Data excerpts >>
########

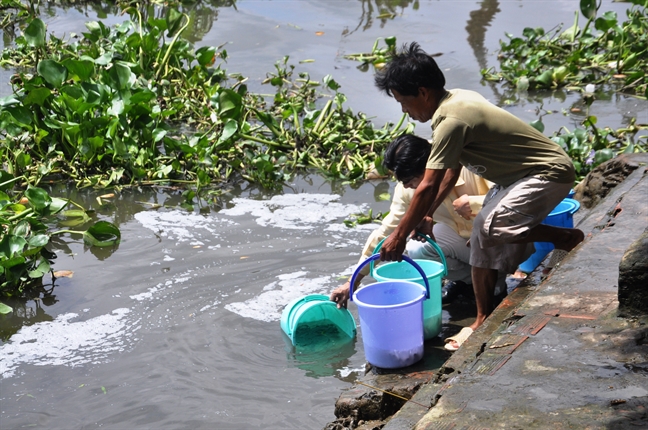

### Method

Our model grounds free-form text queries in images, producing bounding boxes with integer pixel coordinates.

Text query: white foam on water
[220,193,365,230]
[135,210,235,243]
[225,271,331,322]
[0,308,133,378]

########

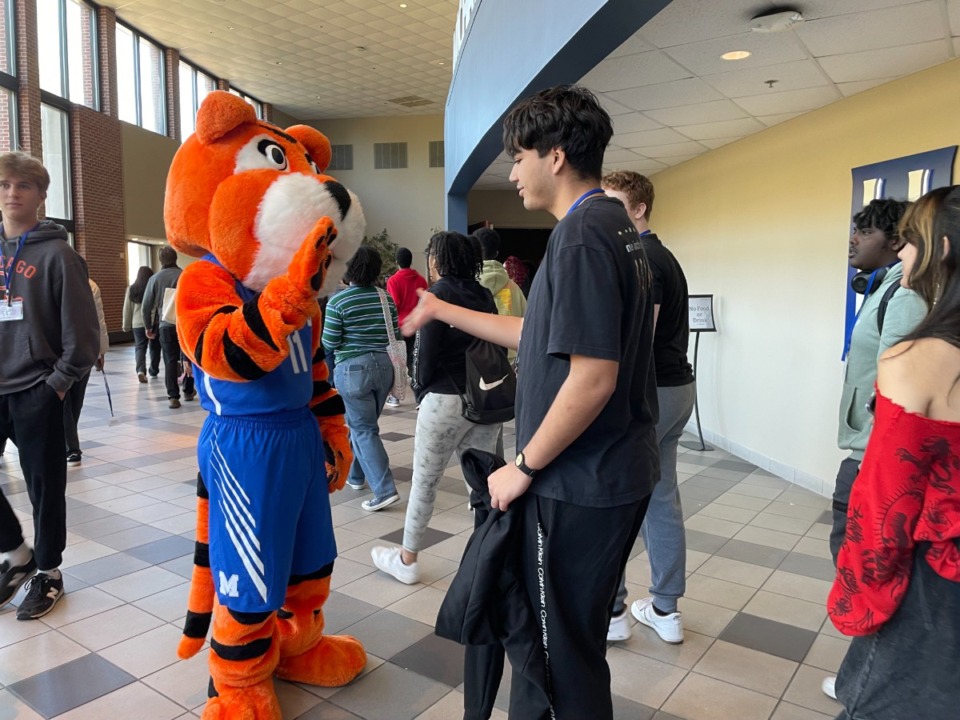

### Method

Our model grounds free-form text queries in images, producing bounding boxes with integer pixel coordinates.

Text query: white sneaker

########

What this task involves >> Return every line of the material above that contains the string "query".

Output for this exercise >>
Text query: white foam on water
Text query: white sneaker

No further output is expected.